* Start SELECTION *
Exception has occurred: TypeError
device() received an invalid combination of arguments - got (NoneType), but expected one of:
 * (torch.device device)
      didn't match because some of the arguments have invalid types: (NoneType)
 * (str type, int index)
  File "/home/zy1130/agentscope/examples/conversation_with_agent_with_finetuned_model/huggingface_model.py", line 553, in _fine_tune_training
    trainer.train()
  File "/home/zy1130/agentscope/examples/conversation_with_agent_with_finetuned_model/huggingface_model.py", line 110, in __init__
    self.model = self._fine_tune_training(
  File "/home/zy1130/agentscope/src/agentscope/models/__init__.py", line 117, in load_model_by_config_name
    return _get_model_wrapper(model_type=model_type)(**kwargs)
  File "/home/zy1130/agentscope/src/agentscope/agents/agent.py", line 195, in __init__
    self.model = load_model_by_config_name(model_config_name)
* End SELECTION *
REQUIRED WORK :: Give every line number cited in the traceback's "File" entries, in the order in which they appear. Rely on the traceback alone.
* Start INFORMATION SHOWN *
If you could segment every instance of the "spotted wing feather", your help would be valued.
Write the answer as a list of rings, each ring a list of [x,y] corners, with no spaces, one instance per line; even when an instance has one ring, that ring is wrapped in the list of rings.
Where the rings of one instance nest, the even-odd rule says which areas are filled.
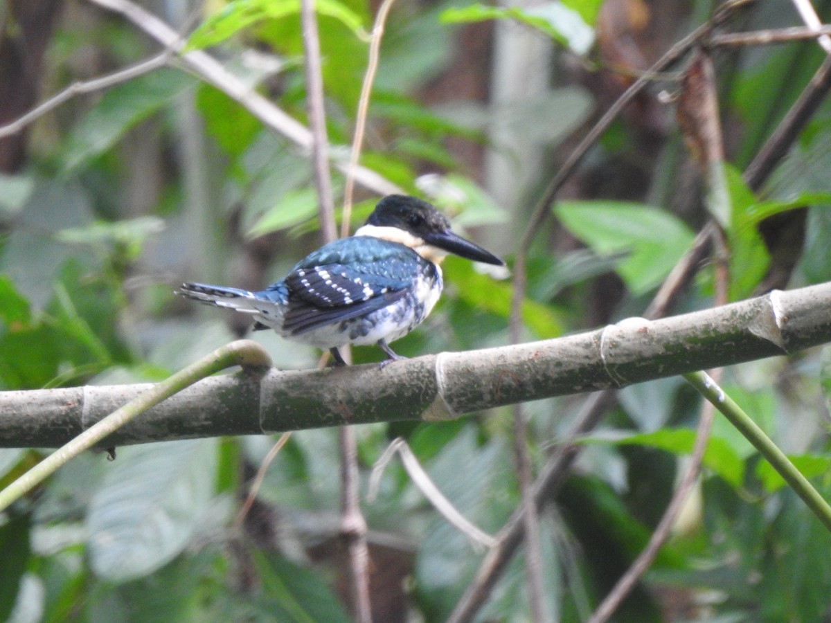
[[[405,297],[418,272],[429,267],[396,243],[352,238],[327,245],[286,277],[283,328],[298,335],[380,310]]]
* End INFORMATION SHOWN *
CORRECT ANSWER :: 553, 110, 117, 195